Страх или ужас, который представляет собой предчувствие боли или смерти, вызывает абсолютно те же самые последствия, приближающиеся по силе к тем, которые были только что упомянуты, пропорционально либо близости к причине, либо слабости человека. Так обстоит дело не только у людей; я неоднократно наблюдал у собак, ожидавших наказания, что они извивались всем телом, и визжали, и выли, как будто действительно чувствовали на себе удары. Отсюда я делаю вывод, что боль и страх воздействуют на одни и те же части тела и одним и тем же образом, хотя и несколько различающимся по степени; что боль и страх заключаются в неестественном напряжении нервов; что в некоторых случаях оно сопровождается неестественной силой, которая иногда внезапно превращается в чрезвычайную слабость; что эти последствия часто наступают поочередно, а иногда смешиваются друг с другом. Такова природа всех конвульсивных судорог, особенно у более слабых людей, которые более всего подвергаются воздействию самых суровых впечатлений боли и страха. Единственное различие между болью и страхом состоит в том, что вещи, причиняющие боль, действуют на дух через посредство тела, тогда как вещи, вызывающие страх, обычно воздействуют на органы тела через посредство духа, сообщающего об опасности; но оба они совпадают в том, что либо непосредственно, либо опосредствованно вызывают напряжение, сокращение или бурное возбуждение нервов; в равной мере они совпадают во всем остальном. Ибо из этого, так же как и из многих других примеров, мне представляется совершенно ясным, что, когда тело благодаря чему бы то ни было расположено к таким возбуждениям, которые оно приобрело бы при помощи определенного аффекта, оно само по себе возбудит нечто очень похожее на тот аффект в душе[45].

Глаз, натыкаясь на одно из этих пустых пространств, после того как его держала в определенном напряжении игра примыкающих к этому пространству красок, неожиданно впадает в расслабленное состояние, из которого он так же внезапно выходит конвульсивным скачком[46].

> Исходные данные
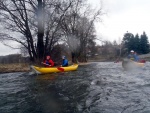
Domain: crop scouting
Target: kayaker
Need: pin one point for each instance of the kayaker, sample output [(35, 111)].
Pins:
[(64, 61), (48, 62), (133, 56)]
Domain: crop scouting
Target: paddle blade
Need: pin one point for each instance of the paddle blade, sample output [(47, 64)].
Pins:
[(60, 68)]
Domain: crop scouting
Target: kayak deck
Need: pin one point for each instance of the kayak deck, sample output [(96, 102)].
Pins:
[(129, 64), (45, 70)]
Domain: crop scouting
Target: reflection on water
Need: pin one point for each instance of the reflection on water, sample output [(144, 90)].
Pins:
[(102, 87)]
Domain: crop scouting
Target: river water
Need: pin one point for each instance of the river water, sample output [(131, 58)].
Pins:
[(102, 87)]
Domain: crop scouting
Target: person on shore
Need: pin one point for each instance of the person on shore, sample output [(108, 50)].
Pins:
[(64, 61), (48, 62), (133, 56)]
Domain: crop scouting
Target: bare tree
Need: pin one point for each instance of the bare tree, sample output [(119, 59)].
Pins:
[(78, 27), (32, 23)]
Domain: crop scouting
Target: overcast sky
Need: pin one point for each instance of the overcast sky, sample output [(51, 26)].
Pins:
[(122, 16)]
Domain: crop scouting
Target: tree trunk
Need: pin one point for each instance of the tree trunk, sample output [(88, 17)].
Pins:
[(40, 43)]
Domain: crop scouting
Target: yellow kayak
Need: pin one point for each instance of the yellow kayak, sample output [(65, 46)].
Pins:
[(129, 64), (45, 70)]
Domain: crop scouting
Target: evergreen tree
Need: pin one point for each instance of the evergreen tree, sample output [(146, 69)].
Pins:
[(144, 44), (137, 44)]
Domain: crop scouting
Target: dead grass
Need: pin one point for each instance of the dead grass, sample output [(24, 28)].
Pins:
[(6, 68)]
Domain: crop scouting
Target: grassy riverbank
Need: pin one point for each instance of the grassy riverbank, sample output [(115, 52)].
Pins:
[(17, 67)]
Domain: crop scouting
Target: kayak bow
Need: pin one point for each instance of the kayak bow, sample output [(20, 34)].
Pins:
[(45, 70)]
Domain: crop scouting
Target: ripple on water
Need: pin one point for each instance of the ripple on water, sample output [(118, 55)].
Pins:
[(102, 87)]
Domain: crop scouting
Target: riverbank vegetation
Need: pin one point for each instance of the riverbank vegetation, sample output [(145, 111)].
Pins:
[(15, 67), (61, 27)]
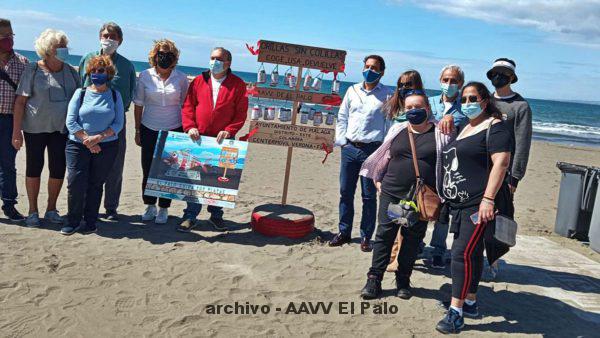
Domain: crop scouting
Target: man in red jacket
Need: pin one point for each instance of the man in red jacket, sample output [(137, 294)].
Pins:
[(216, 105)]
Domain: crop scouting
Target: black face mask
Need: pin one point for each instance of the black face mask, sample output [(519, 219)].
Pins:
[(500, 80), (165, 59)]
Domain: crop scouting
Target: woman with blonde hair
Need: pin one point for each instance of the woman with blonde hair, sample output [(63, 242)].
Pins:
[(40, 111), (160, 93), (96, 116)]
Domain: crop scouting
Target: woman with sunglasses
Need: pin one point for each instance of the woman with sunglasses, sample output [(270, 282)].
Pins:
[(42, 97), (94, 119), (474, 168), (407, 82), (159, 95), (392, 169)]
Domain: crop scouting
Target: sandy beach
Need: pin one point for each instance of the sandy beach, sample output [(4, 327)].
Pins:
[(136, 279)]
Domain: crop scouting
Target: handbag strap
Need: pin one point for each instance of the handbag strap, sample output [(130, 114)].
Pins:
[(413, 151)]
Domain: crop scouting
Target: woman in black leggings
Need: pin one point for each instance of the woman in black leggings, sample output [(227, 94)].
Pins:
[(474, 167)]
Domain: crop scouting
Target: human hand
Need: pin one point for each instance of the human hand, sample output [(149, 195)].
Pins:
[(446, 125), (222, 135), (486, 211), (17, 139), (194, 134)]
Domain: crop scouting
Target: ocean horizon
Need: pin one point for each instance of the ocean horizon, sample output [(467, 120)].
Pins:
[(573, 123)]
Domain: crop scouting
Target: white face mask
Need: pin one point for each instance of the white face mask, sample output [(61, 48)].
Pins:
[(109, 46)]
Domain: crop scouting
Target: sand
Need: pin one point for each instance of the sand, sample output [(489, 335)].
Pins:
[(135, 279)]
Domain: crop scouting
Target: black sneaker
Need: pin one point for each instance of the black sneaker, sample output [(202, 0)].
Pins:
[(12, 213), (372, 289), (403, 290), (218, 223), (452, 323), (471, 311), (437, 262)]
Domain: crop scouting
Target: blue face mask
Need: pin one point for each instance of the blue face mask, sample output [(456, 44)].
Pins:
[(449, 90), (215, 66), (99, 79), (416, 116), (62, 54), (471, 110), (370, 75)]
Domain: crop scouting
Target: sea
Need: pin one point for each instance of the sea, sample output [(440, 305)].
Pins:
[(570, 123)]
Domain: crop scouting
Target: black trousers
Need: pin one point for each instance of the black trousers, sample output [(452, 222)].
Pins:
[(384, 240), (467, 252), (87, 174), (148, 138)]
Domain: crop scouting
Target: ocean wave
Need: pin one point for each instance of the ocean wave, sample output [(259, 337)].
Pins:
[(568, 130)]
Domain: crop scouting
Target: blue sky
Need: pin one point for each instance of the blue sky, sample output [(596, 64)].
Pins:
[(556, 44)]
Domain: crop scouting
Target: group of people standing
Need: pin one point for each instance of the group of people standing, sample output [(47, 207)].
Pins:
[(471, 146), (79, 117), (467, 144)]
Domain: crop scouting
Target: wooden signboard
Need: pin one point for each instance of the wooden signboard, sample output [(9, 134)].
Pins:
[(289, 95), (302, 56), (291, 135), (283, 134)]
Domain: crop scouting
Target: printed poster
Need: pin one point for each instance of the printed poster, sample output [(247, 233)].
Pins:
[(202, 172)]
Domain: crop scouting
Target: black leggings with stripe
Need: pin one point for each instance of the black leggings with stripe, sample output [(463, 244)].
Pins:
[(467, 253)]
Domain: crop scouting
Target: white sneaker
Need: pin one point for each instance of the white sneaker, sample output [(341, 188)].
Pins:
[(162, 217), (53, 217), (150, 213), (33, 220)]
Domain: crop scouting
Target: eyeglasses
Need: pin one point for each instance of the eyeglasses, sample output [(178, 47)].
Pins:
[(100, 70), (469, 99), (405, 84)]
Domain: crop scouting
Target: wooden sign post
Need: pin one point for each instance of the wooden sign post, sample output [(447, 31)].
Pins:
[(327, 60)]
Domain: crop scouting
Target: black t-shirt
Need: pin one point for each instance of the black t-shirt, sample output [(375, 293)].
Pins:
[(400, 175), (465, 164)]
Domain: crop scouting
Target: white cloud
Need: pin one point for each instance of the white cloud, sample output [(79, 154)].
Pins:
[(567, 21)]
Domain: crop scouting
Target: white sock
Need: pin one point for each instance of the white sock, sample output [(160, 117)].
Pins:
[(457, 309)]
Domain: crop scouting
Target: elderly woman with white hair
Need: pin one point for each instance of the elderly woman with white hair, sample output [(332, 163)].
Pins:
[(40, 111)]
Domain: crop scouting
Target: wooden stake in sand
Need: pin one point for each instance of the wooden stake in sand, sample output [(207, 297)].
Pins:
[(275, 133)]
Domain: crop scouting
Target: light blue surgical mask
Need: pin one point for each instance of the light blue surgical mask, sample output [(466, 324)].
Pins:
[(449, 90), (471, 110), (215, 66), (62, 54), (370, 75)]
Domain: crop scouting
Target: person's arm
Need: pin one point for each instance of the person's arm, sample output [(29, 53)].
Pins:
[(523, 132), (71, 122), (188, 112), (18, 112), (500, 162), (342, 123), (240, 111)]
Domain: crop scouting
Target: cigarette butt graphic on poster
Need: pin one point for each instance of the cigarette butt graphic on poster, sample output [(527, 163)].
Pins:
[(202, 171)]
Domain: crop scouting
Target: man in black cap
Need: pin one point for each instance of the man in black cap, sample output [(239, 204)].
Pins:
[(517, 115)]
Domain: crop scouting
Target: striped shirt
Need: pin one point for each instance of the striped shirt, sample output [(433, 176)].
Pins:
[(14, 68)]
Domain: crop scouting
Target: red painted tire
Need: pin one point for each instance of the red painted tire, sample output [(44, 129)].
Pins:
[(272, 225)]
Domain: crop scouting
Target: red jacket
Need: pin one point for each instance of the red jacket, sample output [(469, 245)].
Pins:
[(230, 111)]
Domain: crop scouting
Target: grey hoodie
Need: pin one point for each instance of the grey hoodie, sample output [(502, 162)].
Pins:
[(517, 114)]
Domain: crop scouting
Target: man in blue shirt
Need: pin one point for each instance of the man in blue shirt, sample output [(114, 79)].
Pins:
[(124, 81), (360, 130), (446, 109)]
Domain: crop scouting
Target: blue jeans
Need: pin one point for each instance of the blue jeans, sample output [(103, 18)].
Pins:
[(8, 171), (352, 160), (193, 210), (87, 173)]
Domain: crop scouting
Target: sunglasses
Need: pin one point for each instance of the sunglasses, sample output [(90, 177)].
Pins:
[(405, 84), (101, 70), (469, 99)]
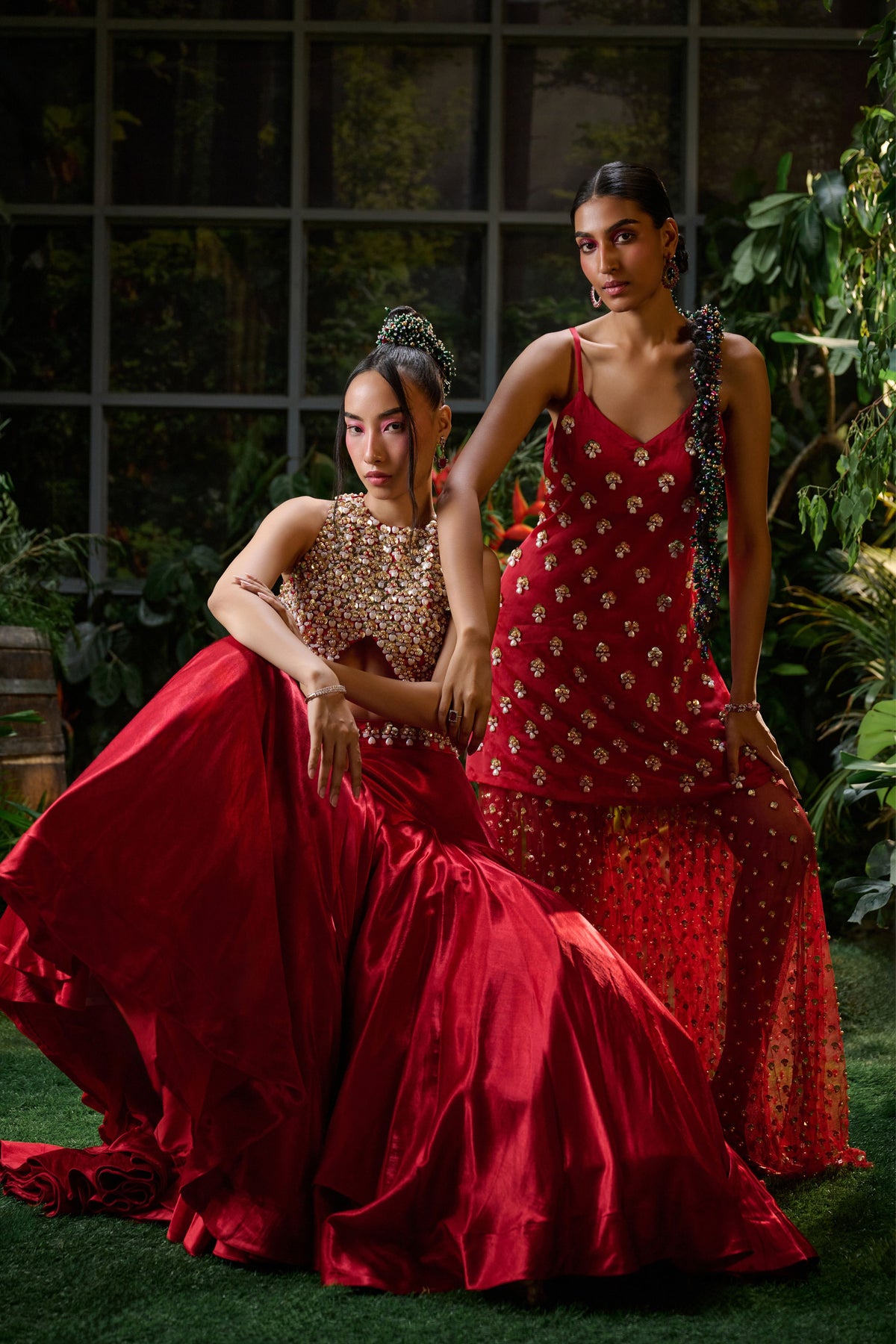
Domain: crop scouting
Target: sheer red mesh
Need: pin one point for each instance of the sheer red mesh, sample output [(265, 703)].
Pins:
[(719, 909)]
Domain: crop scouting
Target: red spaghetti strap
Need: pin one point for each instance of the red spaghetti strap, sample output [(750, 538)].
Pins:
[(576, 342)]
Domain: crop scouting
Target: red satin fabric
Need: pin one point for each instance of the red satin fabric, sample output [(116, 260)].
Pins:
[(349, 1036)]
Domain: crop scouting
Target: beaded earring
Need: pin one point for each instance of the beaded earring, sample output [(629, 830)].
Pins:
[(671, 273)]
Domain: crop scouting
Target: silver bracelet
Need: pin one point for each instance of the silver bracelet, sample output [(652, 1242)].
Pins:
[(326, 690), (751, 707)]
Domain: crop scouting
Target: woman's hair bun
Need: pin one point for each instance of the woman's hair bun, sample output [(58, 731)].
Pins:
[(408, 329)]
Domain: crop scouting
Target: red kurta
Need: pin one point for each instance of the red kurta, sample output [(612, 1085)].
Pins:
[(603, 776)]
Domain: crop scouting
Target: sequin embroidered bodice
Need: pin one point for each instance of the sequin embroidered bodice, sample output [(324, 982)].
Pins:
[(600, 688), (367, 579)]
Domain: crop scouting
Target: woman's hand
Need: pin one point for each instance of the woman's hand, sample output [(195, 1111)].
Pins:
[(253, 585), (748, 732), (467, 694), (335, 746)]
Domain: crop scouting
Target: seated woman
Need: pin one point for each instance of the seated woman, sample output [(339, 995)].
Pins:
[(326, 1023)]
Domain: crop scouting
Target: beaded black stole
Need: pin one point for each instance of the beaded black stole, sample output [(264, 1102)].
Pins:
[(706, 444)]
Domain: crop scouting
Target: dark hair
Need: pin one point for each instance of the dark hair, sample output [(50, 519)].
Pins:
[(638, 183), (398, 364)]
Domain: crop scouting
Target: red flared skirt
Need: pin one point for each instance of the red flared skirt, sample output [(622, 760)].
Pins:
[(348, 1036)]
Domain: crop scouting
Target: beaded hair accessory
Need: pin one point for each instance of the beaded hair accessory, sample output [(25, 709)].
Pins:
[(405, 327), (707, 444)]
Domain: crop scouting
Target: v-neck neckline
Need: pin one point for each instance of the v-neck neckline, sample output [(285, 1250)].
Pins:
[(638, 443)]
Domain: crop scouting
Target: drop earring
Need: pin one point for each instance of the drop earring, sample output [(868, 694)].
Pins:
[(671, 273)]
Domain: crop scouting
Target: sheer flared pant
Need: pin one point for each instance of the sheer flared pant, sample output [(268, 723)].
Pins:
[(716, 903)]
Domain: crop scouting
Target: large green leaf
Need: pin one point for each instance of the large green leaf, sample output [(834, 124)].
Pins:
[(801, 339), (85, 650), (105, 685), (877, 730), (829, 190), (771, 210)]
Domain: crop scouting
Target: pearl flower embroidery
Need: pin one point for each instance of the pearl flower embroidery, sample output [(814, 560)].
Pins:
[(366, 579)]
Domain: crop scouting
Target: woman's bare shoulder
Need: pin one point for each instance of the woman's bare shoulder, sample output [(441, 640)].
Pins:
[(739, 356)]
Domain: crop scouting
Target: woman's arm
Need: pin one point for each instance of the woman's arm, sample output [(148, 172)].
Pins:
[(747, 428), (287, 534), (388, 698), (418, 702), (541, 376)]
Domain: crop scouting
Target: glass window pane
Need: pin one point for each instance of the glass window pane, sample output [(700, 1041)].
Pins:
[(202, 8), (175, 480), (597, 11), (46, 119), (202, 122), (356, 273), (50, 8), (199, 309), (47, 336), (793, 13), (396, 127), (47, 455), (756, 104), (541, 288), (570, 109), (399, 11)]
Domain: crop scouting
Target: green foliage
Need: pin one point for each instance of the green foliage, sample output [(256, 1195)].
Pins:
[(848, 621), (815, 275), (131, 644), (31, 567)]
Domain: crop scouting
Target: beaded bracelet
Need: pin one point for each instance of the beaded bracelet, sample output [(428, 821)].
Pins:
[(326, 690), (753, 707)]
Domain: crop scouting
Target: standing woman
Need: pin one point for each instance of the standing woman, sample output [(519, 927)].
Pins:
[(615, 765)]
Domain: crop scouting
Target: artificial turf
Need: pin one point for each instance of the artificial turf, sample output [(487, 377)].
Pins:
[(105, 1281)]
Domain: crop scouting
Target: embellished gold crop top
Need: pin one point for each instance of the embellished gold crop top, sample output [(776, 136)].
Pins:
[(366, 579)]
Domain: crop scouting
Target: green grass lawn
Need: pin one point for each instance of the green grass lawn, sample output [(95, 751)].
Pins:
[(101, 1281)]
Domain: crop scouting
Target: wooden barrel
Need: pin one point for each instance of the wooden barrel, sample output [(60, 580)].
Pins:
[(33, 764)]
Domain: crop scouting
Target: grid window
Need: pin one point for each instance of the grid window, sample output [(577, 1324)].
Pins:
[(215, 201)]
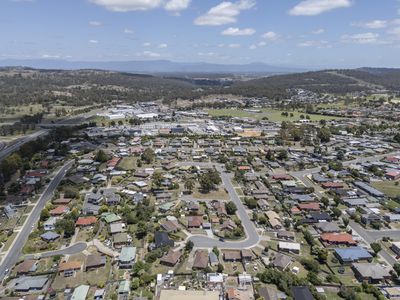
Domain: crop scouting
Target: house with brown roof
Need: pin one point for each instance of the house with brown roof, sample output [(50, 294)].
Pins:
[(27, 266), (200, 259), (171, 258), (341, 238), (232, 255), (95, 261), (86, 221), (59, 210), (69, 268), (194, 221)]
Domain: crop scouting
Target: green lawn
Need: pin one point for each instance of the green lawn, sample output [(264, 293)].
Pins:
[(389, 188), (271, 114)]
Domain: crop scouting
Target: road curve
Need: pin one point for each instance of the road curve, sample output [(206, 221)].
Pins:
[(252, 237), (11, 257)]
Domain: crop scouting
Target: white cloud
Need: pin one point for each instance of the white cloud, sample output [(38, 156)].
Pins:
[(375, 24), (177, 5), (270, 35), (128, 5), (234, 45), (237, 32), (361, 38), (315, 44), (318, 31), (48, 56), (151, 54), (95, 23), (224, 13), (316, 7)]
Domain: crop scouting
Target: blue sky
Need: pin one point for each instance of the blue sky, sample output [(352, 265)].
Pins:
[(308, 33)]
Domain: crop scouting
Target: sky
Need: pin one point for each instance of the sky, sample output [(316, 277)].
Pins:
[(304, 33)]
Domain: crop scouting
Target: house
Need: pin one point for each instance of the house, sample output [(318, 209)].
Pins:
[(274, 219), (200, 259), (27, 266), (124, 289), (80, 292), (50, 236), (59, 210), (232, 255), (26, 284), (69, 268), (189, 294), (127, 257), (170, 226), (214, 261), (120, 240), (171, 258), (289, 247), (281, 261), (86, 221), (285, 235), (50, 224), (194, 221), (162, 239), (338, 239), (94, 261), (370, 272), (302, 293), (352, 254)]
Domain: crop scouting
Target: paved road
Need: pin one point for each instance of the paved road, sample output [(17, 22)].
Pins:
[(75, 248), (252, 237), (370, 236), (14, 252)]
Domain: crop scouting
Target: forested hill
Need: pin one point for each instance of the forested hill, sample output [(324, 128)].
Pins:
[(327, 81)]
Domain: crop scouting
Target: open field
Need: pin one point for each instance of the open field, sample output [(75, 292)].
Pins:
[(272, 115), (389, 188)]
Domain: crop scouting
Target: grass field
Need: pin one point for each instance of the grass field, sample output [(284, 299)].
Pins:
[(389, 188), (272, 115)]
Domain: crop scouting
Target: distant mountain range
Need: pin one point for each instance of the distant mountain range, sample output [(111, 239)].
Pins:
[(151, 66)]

> Задания к выполнению
1. Воспроизведите дословно часть фрагмента о боли и страхе: всё, начиная с «Глаз, натыкаясь на» и вниз до «выходит конвульсивным скачком[46].».
2. Ответьте по фрагменту о боли и страхе:
(a) Поведение каких животных, ожидавших наказания, описано во фрагменте?
(b) В чем, согласно фрагменту, состоит единственное различие между болью и страхом?
(c) Что происходит с глазом, когда он натыкается на одно из пустых пространств?

> Ответы на задания
1.
Глаз, натыкаясь на одно из этих пустых пространств, после того как его держала в определенном напряжении игра примыкающих к этому пространству красок, неожиданно впадает в расслабленное состояние, из которого он так же внезапно выходит конвульсивным скачком[46].

2.
(a) Поведение собак: они извивались всем телом, визжали и выли, как будто действительно чувствовали на себе удары.
(b) Вещи, причиняющие боль, действуют на дух через посредство тела, а вещи, вызывающие страх, обычно воздействуют на органы тела через посредство духа, сообщающего об опасности.
(c) Глаз неожиданно впадает в расслабленное состояние, из которого так же внезапно выходит конвульсивным скачком.